_SHORT PROBLEM 1_
Decide whether each statement agrees with the passage on marriage in pop culture and the press, answering yes or no and quoting the exact words of the passage that decide it. (a) Adam Driver described "Marriage Story" as a "love story about divorce." (b) "Fleishman Is in Trouble" centers on a divorce unfolding in Los Angeles. (c) The op-ed "Beyond Marriage" ran in The Washington Post.

_TEXT BLOCK_
If your only sense of the state of our unions is drawn from the pop culture and the prestige press, you probably think marriage in America is on the ropes. The critically-acclaimed new movie, “Marriage Story,” described by its costar Adam Driver as a “love story about divorce,” provides viewers with an intimate and often raw glimpse into the demise of a marriage in New York City and Hollywood. The bestselling new novel from Taffy Brodesser-Akner, “Fleishman Is in Trouble,” tells a similarly bleak marriage story about another bitter divorce unfolding in New York City between a doctor and a talent agent. 

Pop cultural offerings like these give the impression that many marriages are messy and miserable, and the descent into divorce is rampant nowadays.

Or take the messages about marriage we get from the media. The New York Times recently ran an op-ed, “Beyond Marriage,” from an eminent family scholar suggesting that marriage is “disappearing.” Elsewhere, Brookings Institution fellow Isabel Sawhill warns, “marriage is in trouble and, however desirable, will be difficult to restore.”

_DATA PROVIDED_

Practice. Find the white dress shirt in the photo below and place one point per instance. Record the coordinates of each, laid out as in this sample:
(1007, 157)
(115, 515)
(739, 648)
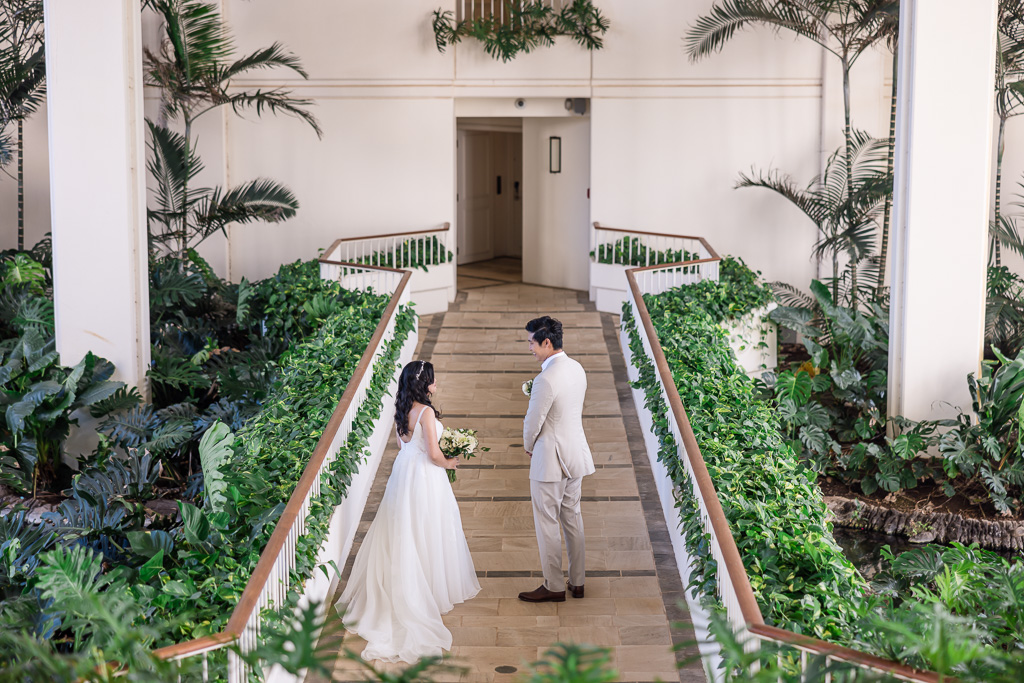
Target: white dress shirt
(544, 366)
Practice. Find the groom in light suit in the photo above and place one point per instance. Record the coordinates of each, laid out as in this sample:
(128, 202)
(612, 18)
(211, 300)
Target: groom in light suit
(560, 458)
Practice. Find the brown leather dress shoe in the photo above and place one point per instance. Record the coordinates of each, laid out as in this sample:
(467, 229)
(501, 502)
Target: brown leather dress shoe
(543, 595)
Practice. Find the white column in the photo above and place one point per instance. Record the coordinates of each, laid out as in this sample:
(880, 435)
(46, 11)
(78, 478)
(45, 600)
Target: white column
(97, 182)
(943, 177)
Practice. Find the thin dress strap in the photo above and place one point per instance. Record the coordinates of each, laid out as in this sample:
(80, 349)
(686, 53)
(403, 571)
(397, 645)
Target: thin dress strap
(418, 418)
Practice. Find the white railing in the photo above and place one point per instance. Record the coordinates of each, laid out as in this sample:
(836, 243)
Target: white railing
(477, 9)
(657, 279)
(732, 583)
(426, 253)
(638, 249)
(269, 583)
(614, 250)
(419, 249)
(357, 276)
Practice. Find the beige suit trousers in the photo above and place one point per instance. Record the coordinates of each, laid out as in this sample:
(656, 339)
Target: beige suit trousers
(557, 503)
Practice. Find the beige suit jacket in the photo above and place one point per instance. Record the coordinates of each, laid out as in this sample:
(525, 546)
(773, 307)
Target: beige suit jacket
(553, 428)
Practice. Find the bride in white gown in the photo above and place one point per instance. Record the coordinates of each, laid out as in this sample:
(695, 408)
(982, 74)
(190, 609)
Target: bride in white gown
(414, 564)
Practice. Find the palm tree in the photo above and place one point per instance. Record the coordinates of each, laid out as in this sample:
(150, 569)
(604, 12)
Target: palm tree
(195, 68)
(23, 77)
(843, 205)
(845, 29)
(888, 30)
(1009, 95)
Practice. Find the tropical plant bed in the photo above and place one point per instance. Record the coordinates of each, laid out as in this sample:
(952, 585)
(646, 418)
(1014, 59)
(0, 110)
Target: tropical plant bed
(955, 610)
(130, 534)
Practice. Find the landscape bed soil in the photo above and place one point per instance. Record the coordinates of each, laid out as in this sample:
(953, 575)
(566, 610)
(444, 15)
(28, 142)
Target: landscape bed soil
(924, 514)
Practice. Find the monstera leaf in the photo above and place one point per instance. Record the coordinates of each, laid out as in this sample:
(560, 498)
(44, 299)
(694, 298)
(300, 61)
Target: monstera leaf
(215, 453)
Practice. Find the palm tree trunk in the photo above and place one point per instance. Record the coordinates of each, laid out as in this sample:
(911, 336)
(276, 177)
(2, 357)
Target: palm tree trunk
(887, 216)
(849, 165)
(998, 183)
(20, 184)
(183, 235)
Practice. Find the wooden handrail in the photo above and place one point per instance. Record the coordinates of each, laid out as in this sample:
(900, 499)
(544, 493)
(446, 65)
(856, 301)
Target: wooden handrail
(677, 264)
(711, 250)
(353, 264)
(250, 595)
(730, 553)
(443, 228)
(847, 654)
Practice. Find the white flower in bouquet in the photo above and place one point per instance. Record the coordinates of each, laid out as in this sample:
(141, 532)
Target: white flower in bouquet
(459, 443)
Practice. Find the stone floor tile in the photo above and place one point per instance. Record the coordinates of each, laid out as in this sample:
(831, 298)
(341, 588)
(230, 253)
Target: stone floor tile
(591, 635)
(517, 637)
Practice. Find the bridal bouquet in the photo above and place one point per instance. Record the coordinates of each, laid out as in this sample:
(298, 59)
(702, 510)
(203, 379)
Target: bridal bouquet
(459, 443)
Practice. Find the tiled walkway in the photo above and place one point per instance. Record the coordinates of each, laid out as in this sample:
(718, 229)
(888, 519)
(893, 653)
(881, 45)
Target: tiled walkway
(633, 589)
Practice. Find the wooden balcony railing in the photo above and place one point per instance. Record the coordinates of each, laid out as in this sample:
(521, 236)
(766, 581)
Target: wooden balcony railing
(269, 582)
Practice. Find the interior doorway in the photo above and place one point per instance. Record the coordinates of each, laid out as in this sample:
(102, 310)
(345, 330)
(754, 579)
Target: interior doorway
(489, 201)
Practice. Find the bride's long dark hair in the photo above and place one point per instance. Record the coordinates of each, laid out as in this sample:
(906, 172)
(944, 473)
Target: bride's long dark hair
(413, 383)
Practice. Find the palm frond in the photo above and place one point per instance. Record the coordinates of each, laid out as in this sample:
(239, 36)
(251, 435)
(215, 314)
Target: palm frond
(274, 101)
(257, 200)
(712, 31)
(23, 86)
(199, 40)
(173, 165)
(267, 57)
(805, 200)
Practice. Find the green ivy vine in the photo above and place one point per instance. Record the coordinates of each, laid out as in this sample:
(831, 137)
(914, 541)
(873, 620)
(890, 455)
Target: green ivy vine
(799, 574)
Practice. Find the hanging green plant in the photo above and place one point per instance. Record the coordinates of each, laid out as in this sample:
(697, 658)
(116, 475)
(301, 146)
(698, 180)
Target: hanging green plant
(524, 26)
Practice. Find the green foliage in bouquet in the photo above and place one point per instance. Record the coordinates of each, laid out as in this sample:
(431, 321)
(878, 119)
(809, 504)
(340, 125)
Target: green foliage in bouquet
(459, 443)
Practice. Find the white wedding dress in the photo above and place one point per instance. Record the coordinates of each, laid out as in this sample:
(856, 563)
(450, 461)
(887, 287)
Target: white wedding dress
(414, 564)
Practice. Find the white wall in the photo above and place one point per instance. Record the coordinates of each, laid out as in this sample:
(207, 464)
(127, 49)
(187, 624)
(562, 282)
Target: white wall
(556, 211)
(385, 165)
(669, 136)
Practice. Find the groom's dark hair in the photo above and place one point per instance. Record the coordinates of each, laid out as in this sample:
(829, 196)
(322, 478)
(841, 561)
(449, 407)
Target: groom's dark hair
(546, 328)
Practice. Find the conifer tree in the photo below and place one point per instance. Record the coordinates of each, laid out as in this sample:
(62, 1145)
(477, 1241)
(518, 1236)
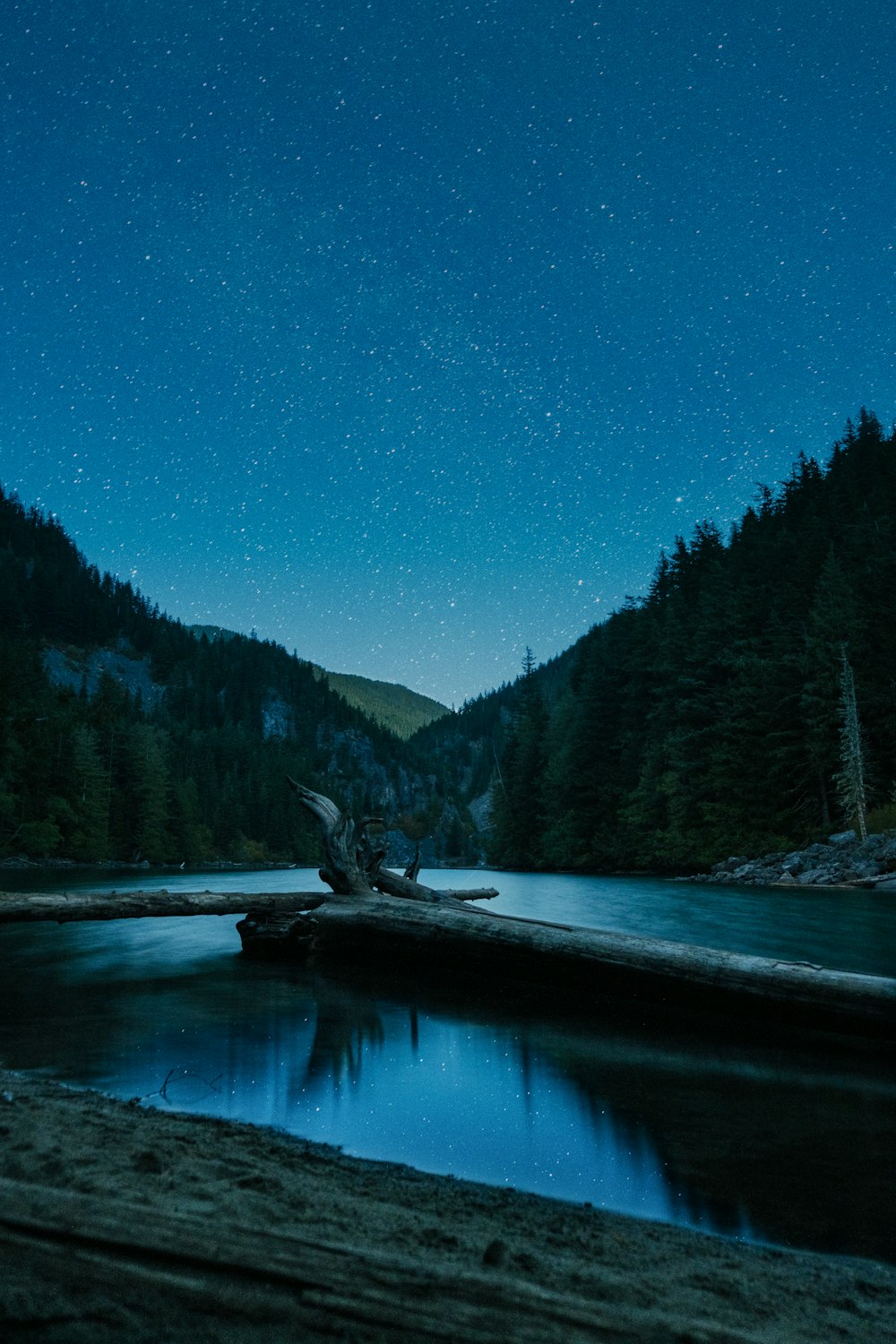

_SHORT PROBLEM 2_
In the records above, from the line containing "Practice. Find the conifer" through the end of the records, change "conifer tree" to "spruce tree" and reproduce those lines with nothing else altered. Leave the picture out of the answer.

_ANSWER 1_
(a) Yes: "described by its costar Adam Driver as a “love story about divorce,”"
(b) No: "another bitter divorce unfolding in New York City between a doctor and a talent agent"
(c) No: "The New York Times recently ran an op-ed, “Beyond Marriage,”"

_ANSWER 2_
Practice. Find the spruce tree in the photo below and place one point per instance. Record the coordinates of each, laid out as in this sample:
(62, 1145)
(477, 1241)
(518, 1236)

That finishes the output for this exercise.